THE TASK: Gather each line of the listing below that contains the word "brown", and copy those lines unchanged.
------ GIVEN ENTRIES
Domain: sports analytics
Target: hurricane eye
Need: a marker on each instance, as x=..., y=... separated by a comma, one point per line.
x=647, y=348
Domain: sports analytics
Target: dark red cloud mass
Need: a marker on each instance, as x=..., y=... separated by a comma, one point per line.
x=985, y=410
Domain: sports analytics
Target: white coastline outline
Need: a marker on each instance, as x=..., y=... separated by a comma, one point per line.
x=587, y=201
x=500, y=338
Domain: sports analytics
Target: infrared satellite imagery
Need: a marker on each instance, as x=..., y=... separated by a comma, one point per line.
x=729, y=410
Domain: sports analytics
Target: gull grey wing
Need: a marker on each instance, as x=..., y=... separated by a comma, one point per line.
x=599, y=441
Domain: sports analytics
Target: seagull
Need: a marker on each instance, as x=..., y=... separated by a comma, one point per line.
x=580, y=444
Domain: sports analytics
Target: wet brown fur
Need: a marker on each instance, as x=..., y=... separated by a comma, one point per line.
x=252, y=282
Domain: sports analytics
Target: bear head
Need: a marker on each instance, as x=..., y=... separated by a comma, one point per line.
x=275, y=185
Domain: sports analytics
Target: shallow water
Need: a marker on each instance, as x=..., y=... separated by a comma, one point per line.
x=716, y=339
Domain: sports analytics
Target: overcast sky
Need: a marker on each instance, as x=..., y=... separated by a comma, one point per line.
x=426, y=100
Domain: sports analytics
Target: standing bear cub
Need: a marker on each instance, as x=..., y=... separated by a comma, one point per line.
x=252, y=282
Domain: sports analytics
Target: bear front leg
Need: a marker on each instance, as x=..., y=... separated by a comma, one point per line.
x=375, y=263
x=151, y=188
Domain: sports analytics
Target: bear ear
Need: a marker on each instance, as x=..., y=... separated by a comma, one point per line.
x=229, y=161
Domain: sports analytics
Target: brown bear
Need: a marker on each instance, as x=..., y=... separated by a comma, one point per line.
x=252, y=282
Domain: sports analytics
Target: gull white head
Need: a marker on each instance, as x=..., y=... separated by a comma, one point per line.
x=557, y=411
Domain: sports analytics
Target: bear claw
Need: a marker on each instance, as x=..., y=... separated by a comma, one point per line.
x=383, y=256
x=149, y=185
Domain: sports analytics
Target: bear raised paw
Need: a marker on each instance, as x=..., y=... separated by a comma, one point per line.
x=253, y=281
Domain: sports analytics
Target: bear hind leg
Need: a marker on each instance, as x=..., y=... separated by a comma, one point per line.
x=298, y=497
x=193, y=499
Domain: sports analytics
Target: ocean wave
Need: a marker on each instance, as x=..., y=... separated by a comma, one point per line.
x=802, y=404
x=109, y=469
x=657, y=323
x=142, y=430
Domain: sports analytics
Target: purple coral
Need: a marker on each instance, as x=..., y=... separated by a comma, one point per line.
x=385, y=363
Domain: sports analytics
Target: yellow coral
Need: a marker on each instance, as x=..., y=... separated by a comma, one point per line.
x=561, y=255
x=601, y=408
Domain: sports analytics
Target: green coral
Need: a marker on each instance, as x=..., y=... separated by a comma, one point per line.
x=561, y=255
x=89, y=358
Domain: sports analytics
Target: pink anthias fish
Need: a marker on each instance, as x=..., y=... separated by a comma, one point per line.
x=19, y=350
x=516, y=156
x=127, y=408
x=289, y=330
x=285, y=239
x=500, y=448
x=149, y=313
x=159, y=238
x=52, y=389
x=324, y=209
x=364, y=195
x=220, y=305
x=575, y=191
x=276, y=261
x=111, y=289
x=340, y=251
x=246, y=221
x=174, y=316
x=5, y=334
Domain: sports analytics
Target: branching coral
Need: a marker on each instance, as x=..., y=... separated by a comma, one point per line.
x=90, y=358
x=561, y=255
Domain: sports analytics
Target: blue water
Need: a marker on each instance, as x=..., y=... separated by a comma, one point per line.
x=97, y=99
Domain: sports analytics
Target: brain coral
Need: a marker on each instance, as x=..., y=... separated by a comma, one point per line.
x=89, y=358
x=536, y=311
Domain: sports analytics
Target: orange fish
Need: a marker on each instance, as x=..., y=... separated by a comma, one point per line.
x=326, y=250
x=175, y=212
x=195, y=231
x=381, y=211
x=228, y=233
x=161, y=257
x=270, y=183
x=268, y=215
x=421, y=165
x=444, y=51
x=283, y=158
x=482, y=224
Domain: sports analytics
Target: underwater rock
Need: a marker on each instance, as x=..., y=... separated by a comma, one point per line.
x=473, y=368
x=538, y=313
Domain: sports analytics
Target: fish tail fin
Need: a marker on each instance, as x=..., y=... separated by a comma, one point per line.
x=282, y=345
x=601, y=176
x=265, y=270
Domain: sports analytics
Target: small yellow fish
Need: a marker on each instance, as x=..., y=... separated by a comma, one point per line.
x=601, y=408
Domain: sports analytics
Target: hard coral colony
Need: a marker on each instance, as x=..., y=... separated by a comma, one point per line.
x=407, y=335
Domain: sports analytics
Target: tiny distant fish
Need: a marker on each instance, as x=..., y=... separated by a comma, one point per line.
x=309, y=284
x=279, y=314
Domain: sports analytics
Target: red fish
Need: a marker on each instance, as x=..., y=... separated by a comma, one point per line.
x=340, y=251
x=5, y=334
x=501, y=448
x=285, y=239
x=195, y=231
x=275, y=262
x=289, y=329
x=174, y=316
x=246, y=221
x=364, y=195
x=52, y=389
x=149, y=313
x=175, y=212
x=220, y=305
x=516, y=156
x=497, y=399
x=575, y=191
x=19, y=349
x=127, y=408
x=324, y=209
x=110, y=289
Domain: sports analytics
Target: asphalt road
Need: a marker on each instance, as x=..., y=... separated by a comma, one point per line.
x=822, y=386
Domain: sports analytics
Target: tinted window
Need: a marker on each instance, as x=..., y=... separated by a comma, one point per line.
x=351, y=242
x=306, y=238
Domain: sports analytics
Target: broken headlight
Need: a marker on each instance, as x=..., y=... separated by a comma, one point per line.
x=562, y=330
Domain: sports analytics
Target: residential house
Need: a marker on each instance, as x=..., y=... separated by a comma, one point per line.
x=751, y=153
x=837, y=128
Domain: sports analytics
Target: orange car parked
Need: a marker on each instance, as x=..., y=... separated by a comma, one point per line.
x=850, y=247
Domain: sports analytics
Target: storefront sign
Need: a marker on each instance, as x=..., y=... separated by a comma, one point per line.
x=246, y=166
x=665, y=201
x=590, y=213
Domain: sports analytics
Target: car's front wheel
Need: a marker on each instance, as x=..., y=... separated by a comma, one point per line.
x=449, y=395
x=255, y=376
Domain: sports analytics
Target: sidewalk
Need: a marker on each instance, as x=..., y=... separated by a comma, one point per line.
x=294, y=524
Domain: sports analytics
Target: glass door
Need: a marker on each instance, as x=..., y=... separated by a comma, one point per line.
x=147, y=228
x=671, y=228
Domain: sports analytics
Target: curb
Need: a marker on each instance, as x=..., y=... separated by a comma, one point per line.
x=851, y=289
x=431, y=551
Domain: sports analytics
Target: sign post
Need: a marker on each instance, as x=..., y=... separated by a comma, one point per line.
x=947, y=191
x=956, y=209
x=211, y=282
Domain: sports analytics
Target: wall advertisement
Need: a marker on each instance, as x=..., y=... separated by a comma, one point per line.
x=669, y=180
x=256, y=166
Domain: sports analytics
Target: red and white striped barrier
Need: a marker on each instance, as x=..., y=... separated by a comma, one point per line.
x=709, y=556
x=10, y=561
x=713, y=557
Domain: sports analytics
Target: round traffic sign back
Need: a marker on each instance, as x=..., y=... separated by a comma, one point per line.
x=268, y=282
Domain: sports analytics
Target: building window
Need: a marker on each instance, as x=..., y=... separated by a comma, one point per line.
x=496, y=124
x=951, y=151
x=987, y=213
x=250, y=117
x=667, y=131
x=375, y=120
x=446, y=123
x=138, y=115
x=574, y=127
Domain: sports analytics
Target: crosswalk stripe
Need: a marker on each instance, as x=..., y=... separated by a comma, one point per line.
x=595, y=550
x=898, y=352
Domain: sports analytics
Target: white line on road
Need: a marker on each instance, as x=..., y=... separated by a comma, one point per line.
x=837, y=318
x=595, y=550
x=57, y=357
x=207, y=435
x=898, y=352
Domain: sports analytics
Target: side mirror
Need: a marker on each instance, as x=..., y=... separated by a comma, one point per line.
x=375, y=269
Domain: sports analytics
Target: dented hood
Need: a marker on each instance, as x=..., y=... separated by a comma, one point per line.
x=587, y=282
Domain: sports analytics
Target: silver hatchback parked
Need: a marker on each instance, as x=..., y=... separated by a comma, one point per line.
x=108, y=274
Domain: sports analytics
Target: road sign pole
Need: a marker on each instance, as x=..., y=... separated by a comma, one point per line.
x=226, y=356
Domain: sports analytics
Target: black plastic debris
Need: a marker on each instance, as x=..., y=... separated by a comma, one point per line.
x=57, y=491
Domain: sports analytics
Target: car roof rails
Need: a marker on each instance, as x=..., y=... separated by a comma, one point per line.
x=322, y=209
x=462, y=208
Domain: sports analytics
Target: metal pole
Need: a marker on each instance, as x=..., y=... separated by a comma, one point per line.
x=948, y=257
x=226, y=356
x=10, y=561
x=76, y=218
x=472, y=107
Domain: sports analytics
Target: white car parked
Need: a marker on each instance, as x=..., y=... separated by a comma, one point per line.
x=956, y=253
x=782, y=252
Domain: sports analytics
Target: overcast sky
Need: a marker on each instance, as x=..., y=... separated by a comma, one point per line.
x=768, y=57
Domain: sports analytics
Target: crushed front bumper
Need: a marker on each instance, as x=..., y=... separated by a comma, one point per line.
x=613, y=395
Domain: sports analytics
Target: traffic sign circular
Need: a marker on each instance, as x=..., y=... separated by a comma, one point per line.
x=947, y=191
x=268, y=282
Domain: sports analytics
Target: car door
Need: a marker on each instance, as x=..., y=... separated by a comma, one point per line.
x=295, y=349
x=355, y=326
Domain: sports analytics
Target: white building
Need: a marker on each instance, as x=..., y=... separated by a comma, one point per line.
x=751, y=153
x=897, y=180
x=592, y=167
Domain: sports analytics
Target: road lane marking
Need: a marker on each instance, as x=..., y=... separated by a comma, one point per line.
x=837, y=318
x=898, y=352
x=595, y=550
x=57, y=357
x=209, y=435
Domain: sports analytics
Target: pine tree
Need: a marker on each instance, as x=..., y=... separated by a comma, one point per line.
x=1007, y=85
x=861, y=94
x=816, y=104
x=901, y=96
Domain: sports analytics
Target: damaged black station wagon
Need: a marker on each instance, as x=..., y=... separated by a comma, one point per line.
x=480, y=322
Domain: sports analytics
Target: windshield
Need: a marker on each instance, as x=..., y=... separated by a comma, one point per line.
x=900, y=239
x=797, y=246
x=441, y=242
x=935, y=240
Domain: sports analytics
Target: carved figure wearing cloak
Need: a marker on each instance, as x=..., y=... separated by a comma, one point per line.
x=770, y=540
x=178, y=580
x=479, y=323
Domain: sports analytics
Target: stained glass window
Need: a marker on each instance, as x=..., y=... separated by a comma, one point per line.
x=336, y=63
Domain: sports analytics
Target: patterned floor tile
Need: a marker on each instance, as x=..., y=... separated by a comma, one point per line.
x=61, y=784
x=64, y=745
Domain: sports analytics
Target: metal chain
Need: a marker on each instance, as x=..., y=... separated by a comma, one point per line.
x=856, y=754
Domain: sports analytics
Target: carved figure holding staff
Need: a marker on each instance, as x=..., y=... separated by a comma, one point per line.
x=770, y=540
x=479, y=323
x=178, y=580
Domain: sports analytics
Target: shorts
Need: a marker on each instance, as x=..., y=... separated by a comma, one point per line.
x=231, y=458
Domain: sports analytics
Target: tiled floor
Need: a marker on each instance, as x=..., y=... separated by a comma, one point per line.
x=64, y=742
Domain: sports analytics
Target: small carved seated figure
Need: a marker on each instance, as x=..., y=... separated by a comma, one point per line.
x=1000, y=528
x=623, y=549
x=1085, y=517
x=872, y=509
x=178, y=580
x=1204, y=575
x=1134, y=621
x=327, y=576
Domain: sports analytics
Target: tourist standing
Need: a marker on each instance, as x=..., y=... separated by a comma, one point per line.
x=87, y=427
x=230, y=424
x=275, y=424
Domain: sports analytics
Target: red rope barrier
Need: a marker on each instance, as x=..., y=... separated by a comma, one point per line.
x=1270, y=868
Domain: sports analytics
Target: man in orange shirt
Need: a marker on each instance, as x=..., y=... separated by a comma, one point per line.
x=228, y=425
------------
WRITTEN SOLUTION:
Target: wet brown fur
Target: brown bear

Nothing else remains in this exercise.